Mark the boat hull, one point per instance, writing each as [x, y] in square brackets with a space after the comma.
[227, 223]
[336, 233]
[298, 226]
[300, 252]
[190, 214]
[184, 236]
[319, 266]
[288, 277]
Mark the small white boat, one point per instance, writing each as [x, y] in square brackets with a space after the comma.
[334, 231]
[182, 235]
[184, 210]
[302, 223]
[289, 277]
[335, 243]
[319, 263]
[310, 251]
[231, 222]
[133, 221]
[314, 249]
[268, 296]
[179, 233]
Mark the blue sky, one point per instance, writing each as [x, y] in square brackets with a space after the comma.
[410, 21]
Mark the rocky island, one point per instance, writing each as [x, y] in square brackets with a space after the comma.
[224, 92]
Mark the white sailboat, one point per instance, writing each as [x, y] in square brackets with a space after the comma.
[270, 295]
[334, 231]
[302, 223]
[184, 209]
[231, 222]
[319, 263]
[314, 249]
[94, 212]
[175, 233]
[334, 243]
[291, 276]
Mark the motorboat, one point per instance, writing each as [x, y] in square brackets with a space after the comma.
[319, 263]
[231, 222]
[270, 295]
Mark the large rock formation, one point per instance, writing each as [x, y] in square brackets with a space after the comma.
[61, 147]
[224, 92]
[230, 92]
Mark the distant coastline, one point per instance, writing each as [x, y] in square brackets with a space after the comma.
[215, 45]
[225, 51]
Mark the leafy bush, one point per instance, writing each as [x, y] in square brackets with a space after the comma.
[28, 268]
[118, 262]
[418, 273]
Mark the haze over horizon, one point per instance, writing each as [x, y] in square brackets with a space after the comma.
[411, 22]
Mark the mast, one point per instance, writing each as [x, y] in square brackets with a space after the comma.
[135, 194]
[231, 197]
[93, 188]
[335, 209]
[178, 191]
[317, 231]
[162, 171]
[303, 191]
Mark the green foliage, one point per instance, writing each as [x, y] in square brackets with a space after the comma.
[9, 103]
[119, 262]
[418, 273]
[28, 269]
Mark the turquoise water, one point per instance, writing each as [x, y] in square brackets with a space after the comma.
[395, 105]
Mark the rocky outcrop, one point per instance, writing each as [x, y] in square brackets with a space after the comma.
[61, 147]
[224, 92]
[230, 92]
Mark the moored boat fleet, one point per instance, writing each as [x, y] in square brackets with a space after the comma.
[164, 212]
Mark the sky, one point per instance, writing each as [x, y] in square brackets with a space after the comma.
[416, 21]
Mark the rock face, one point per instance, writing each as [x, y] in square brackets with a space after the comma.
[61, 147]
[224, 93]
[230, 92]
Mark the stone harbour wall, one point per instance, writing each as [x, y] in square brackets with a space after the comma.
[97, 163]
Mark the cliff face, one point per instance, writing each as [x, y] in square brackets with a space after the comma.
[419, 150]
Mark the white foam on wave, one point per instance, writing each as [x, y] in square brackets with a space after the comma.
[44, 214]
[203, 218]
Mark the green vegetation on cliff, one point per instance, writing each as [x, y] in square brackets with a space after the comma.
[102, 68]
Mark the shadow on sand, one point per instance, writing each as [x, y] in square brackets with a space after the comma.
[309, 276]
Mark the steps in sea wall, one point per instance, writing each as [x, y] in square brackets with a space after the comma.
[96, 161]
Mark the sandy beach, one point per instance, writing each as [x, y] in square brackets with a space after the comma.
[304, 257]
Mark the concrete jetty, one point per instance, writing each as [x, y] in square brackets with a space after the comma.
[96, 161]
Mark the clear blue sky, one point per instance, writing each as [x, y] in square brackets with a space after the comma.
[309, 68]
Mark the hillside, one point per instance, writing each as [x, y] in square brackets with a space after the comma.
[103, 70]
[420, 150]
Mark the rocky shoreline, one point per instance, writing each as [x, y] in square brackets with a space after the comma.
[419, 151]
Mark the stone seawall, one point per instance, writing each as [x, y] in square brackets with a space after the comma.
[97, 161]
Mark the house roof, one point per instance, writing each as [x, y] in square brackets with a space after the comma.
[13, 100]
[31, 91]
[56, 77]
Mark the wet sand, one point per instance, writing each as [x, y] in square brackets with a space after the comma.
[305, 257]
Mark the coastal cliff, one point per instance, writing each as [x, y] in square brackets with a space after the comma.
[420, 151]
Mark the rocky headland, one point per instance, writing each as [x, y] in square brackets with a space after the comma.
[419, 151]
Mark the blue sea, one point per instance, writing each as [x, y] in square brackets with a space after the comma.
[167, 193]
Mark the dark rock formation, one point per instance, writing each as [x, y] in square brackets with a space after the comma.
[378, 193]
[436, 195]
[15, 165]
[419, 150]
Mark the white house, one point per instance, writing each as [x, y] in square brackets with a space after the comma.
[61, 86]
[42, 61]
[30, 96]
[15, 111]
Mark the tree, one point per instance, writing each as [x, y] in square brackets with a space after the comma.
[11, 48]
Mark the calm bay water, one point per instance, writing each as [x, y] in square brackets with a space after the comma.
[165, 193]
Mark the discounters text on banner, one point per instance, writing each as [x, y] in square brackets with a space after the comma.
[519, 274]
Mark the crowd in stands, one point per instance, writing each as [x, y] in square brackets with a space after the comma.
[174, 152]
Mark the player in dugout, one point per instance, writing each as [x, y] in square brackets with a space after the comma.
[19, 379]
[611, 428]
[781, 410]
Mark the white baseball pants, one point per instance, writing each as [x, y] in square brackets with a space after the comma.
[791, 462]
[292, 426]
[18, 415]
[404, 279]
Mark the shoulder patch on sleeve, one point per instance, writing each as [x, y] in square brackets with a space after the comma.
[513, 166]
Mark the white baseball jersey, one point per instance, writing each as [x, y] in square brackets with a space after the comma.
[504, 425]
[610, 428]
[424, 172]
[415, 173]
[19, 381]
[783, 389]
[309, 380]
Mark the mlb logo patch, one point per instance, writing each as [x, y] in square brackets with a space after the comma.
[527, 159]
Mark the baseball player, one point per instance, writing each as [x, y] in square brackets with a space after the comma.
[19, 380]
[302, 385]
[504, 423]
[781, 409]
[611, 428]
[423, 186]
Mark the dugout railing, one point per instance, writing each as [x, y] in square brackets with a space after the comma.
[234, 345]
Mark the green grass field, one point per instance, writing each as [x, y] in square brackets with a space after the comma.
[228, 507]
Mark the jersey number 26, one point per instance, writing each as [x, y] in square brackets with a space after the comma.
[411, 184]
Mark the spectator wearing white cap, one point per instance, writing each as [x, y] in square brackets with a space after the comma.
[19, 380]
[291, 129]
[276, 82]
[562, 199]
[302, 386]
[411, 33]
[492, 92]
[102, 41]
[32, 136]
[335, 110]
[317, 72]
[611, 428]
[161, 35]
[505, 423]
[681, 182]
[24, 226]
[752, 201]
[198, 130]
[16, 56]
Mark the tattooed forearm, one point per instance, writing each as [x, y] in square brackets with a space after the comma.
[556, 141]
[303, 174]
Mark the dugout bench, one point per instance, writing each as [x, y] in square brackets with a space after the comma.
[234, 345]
============
Every entry above should be retyped exactly as shown.

**Answer to this problem:**
Mark the boat hull, one point per instance, writing each as [x, y] in square brackets with a space after the comma.
[227, 223]
[336, 233]
[298, 226]
[300, 252]
[190, 214]
[184, 236]
[319, 266]
[288, 277]
Mark the small white boat, one point per instance, writing each as [x, y] in square brackets with a space after the comma.
[334, 231]
[182, 235]
[184, 210]
[302, 223]
[289, 277]
[335, 243]
[319, 263]
[310, 251]
[231, 222]
[133, 221]
[314, 249]
[268, 296]
[179, 233]
Mark the blue sky, one point per instance, writing each as [x, y] in square brackets with a space after the comma.
[410, 21]
Mark the rocky island, one point per instance, writing each as [x, y] in square brackets with a space after the comma.
[224, 92]
Mark the white sailboat, one point per instance, writing each as [x, y] in square brackets with a space after the comma.
[270, 295]
[334, 231]
[302, 223]
[184, 209]
[231, 222]
[319, 263]
[314, 249]
[94, 212]
[175, 233]
[334, 243]
[291, 276]
Mark the motorboat, one point per instance, writing each as [x, y] in square brackets with a space after the comma.
[319, 263]
[231, 222]
[270, 295]
Mark the large rock formation, one point per instance, writing each as [x, y] in square brackets with a space after the comma.
[61, 147]
[224, 92]
[230, 92]
Mark the distant coastline, one point per instance, writing each as [x, y] in square brackets with a space after the comma.
[215, 45]
[225, 51]
Mark the leafy bush, one point per instance, writing each as [x, y] in square brackets with a space after the comma.
[28, 268]
[118, 262]
[418, 273]
Mark the haze over horizon, one point per instance, writing each as [x, y] in square brackets with a space after the comma.
[411, 22]
Mark the mast, one point per instance, writing each as [x, y] in square brackets with a space after the comma.
[135, 194]
[231, 197]
[93, 188]
[335, 209]
[178, 191]
[317, 231]
[162, 171]
[303, 191]
Mark the green foliage, one point per instance, writing each as [x, y] in square brackets with a space after the comma.
[9, 103]
[119, 262]
[418, 273]
[28, 269]
Mark the turquoise water, one point per instance, writing each as [x, y] in square brackets with a space after the comma.
[395, 105]
Mark the rocky outcrop, one point per instance, writing each as [x, y] in square brackets with a space after the comma.
[61, 147]
[224, 92]
[230, 92]
Mark the moored boat fleet, one point per instance, writing each as [x, y] in square brackets with a space after the comma.
[164, 212]
Mark the sky, one point per instance, writing each as [x, y] in square brackets with a space after the comma.
[416, 21]
Mark the rock face, one point per instance, writing each as [x, y] in square brackets with a space after the comma.
[61, 147]
[224, 93]
[230, 92]
Mark the stone harbour wall, one point per instance, writing each as [x, y] in square brackets with a space after the comma.
[97, 163]
Mark the cliff face, one point per instance, writing each as [x, y] in square brackets with a space after the comma.
[419, 150]
Mark the white foam on wave, one point per instance, writing each as [x, y] in square brackets with a space after the comma.
[44, 214]
[203, 218]
Mark the green vegetation on cliff, one point per instance, writing each as [x, y] in square brackets with a space after the comma.
[102, 68]
Mark the shadow on sand, one point per instance, writing each as [x, y] in square brackets with a space after the comma.
[309, 276]
Mark the steps in sea wall, one point per instance, writing each as [x, y] in square brackets with a space after the comma.
[96, 161]
Mark the sandy beach, one point per instance, writing each as [x, y] in square brackets with a space after the comma.
[304, 257]
Mark the concrete jetty, one point per instance, writing each as [x, y] in square brackets with a space after the comma.
[96, 161]
Mark the clear blue sky, one point per instance, writing each as [x, y] in square brackets with a space after the comma.
[309, 68]
Mark the hillside, one point per instance, writing each as [x, y] in square brackets with a space after the comma.
[103, 70]
[420, 150]
Mark the rocky shoreline, one point per instance, writing each as [x, y] in square brackets with a space after the comma.
[419, 151]
Mark the stone seawall, one point per instance, writing each as [x, y] in square brackets with a space after the comma.
[97, 161]
Mark the house roof, one point per instance, writing each as [x, y] in square brackets with a space after the comma.
[13, 100]
[31, 91]
[56, 77]
Mark the wet sand, one point per instance, writing each as [x, y] in square brackets with a space after the comma.
[305, 257]
Mark the coastal cliff, one point per instance, writing each as [x, y] in square brackets with a space after the comma.
[420, 151]
Mark the rocky headland, one point per instance, writing each as [x, y] in square brackets with a space after the comma.
[419, 151]
Mark the blue sea, one point per instance, writing each as [x, y] in square brackets with a space after the comma.
[167, 193]
Mark the dark rock formation, one point per instance, writing each as [x, y] in square brackets with a space after the comma.
[378, 193]
[436, 195]
[15, 165]
[419, 150]
Mark the white house, one point per instance, writing each as [x, y] in square brackets with a space after the comma.
[61, 86]
[42, 61]
[30, 96]
[15, 111]
Mark the tree, one point per instance, writing each as [x, y] in square brackets with a space after the comma.
[11, 48]
Mark the calm bay water, one point per instance, writing each as [x, y] in square brackets with a space after the comma.
[165, 193]
Mark the discounters text on banner, one point per instance, writing each as [x, y] in square brackets with a space after the comma.
[519, 274]
Mark the crowd in stands, one point per instance, writing each as [x, y] in square brackets with a space after the comma.
[174, 152]
Mark the player in dugout, one point per instance, writing each as [x, y] in square brackets with a space after the comma.
[19, 379]
[611, 428]
[781, 410]
Mark the white baseball pants, one point per instance, writing each as [x, y] in square brackets with a space after the comma.
[791, 462]
[292, 426]
[18, 415]
[404, 279]
Mark the shoulder patch on sleeve, one point per instance, writing each as [x, y] in square brackets with a space after the comma.
[513, 166]
Mark the white baseball jersey, one point per instance, writing each as [x, y] in square brackets with a space after the comma.
[504, 425]
[610, 428]
[424, 172]
[415, 173]
[19, 381]
[783, 389]
[309, 380]
Mark the mlb logo patch, one point per instance, writing each as [x, y] in square brackets with a space after the comma.
[527, 159]
Mark the baseball player, one point per instance, writing each as [x, y] in square brackets with a space after the comma.
[19, 380]
[302, 385]
[504, 423]
[781, 409]
[611, 428]
[423, 186]
Mark the dugout railing, one point per instance, writing each as [x, y] in square brackets with a space after the comma.
[234, 345]
Mark the green grass field, one point per instance, writing each as [x, y] in square brackets with a space after the comma.
[228, 507]
Mark the jersey number 26, one point per instance, writing each as [x, y] in square brackets with a space after the comma.
[411, 184]
Mark the spectator wearing white cap, one point per instance, writing each as [x, y] in square brackets with a space after the comma.
[19, 380]
[291, 129]
[276, 82]
[562, 199]
[302, 386]
[411, 33]
[492, 92]
[102, 41]
[32, 136]
[335, 110]
[317, 72]
[611, 428]
[161, 35]
[505, 423]
[681, 182]
[24, 226]
[752, 201]
[198, 130]
[16, 56]
Mark the tattooed forearm, one point per instance, writing each as [x, y] in square brackets with a space after the comma.
[556, 141]
[303, 174]
Mark the dugout bench, one point per instance, writing each as [x, y] in square brackets with a space after the comma.
[234, 345]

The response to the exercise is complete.